- **Document segment**:
-.-.-

# Historical Charts



## Dollarmite (20 November 2007)

Hi

I was wondering if anyone knows of any websites that has 
stock price history graphs from when a company has first floated to
the present.

Preferably a website you dont have to pay.

Thanks for any help.


----------



## doctorj (20 November 2007)

*Re: History Charts*

Have you tried bigcharts.com or biz.yahoo.com?


----------



## SevenFX (20 November 2007)

*Re: History Charts*



Dollarmite said:


> Hi
> 
> I was wondering if anyone knows of any websites that has
> stock price history graphs from when a company has first floated to
> ...




Does it have to be a website...???? as there are free software programs that give you 15-20year (plus) historical data....you can get the paid version, which has more benifits, but the free is good to start with as many on here have found.

http://www.incrediblecharts.com/online_charts/free_download.htm

Cheers
SevenFX


----------



## dalek (28 November 2007)

*Re: History Charts*

I have been looking at the free charting provided by Comsec and I don’t understand the differences in information I am seeing.

-.-.-

- **Supplied entries**:
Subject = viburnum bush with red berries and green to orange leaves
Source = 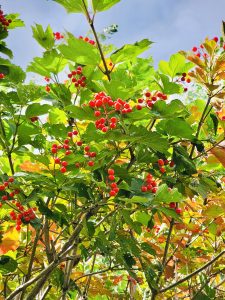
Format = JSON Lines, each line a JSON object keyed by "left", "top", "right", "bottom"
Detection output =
{"left": 0, "top": 0, "right": 225, "bottom": 300}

-.-.-

- **What is being asked**: Proceed with the forum thread on historical stock charts, picking up right after its last line. None of the data is needed.

- **Exercise output**:
e.g. research on SUN shows 52 week low $17.29, yet the chart shows nothing lower than $18
I have also looked at ASX and other available publications which show up to .50c differences in their published charts (e.g.$18.50 low).
These are pretty big and while I appreciate some of the difference may be charts based on course of trade v/s closing price 
this seems odd.
Any ideas anybody?


----------



## Richard Dale (21 December 2007)

There was one dilutionary corporate action on SUN that probably caused this:

2:15 entitlement (RAPID) at $15.50/share on 16 March 2007, giving a dilution factor of 0.9682

Typically, good quality data vendors adjust for these types of things.  The broker sites, however, don't have any vested interest in maintaining accurate data so these things slip through their designs.

Cheers,
Richard.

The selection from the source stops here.